— START Entries provided —

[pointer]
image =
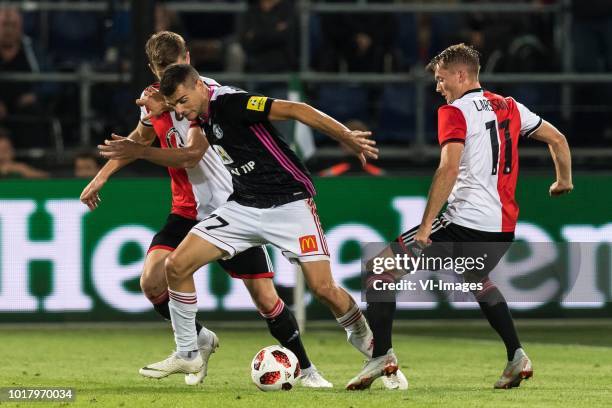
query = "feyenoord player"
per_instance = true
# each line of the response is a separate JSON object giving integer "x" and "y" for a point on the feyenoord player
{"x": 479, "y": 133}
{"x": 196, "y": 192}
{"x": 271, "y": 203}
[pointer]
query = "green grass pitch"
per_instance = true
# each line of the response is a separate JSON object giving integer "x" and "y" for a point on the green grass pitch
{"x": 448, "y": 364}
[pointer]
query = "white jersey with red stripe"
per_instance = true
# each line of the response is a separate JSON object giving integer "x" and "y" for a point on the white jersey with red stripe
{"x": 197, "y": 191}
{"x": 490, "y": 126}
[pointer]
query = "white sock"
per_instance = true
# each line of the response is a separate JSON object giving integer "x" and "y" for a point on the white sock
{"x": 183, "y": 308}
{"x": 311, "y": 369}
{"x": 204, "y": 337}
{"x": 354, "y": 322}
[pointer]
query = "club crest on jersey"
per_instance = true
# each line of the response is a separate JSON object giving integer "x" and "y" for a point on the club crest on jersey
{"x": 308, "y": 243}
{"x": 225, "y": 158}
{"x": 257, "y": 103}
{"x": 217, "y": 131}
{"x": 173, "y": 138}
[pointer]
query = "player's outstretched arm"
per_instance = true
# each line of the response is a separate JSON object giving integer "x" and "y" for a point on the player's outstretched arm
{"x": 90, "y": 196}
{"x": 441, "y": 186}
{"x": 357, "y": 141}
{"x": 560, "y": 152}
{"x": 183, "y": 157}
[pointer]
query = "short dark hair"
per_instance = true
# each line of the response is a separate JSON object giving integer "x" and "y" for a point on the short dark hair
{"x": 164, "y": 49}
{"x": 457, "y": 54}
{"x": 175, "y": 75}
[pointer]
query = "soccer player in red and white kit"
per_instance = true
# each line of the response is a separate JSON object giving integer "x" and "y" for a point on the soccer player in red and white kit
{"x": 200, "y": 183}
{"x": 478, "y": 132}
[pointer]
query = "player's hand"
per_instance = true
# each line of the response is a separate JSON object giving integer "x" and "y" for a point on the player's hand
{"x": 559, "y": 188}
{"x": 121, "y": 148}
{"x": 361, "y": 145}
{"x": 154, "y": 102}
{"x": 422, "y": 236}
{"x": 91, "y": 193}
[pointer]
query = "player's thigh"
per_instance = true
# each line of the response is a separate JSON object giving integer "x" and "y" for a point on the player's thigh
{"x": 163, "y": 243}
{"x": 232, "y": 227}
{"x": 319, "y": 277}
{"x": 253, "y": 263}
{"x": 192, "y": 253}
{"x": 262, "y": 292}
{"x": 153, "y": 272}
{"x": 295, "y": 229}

— END Entries provided —
— START Entries provided —

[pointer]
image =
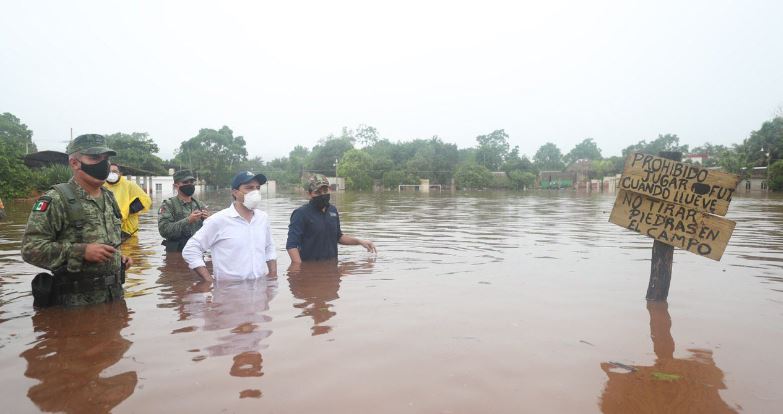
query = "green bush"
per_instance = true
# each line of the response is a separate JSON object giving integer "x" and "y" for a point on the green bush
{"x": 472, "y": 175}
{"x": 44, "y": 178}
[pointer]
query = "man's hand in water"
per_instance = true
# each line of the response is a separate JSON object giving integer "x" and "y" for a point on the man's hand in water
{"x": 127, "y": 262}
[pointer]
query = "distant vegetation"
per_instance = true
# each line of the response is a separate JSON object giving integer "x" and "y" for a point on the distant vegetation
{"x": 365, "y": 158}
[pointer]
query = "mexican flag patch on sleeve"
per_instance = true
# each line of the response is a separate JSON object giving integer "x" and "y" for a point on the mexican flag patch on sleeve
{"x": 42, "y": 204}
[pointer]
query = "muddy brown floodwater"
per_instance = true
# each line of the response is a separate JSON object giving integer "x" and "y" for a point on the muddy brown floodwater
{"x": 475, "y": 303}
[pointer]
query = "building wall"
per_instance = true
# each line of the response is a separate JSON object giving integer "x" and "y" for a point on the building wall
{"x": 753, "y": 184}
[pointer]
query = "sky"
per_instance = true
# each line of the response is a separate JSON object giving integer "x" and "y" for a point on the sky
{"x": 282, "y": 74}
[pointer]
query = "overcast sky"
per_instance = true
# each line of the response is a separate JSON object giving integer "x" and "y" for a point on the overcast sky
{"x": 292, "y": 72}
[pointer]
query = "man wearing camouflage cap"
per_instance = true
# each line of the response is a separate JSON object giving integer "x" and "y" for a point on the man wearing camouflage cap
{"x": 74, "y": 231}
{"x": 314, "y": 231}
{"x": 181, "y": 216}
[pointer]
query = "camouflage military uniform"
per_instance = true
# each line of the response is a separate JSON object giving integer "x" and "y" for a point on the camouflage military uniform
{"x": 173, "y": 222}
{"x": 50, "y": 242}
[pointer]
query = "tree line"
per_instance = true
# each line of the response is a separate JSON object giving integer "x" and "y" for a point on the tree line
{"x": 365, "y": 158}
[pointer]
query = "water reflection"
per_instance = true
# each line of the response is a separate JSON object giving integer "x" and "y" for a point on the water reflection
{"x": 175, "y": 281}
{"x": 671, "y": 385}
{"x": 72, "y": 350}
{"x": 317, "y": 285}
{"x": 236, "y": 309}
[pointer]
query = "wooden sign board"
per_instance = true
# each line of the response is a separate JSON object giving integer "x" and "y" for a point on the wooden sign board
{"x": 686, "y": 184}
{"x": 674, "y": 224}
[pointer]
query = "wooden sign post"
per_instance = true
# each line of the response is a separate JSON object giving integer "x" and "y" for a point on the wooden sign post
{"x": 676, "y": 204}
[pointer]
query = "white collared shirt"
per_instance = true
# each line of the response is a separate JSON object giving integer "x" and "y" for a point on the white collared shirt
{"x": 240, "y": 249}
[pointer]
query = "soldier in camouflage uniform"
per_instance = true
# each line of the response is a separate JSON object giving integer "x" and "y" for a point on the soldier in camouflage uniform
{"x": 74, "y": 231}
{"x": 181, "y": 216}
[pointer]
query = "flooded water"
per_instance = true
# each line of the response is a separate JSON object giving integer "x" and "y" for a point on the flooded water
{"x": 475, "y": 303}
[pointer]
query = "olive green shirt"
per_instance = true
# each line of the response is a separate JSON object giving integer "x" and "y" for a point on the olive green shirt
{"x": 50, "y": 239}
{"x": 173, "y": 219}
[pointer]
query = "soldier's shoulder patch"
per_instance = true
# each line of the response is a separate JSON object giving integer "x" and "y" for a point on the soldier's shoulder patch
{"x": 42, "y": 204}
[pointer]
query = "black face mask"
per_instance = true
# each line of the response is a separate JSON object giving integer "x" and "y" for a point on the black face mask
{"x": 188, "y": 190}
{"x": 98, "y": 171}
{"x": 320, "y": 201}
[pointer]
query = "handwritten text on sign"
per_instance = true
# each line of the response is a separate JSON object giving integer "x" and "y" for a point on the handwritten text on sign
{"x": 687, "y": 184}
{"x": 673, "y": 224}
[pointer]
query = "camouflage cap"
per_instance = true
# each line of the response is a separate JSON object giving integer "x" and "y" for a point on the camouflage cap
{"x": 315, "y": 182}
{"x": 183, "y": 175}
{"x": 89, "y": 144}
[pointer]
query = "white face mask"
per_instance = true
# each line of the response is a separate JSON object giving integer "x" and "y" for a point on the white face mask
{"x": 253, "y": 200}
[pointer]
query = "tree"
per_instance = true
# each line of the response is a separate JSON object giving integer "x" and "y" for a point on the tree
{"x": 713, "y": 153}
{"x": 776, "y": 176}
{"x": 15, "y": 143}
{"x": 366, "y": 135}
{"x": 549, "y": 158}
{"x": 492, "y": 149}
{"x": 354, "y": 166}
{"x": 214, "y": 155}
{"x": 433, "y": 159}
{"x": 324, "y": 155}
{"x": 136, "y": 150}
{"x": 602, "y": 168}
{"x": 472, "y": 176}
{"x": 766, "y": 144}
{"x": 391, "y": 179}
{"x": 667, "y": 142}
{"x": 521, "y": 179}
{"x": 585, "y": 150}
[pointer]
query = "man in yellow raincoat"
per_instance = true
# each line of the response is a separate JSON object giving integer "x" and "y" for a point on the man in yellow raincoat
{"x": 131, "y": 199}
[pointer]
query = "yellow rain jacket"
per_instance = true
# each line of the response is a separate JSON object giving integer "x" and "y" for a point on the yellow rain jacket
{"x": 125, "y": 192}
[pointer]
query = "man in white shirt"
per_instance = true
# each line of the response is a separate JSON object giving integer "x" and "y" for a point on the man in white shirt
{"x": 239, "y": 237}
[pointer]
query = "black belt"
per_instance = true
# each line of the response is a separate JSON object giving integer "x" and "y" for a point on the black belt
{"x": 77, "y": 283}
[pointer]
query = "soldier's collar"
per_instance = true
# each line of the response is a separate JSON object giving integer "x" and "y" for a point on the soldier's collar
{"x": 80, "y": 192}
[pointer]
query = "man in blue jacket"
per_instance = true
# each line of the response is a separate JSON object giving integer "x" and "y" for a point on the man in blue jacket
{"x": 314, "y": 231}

— END Entries provided —

* _Short problem_:
Show every line in the records above that contains the word "bush", with case counting.

* _Reply_:
query = "green bush"
# each line of the response is a separate JSON object giving integer "x" and "y" for a point on the green bush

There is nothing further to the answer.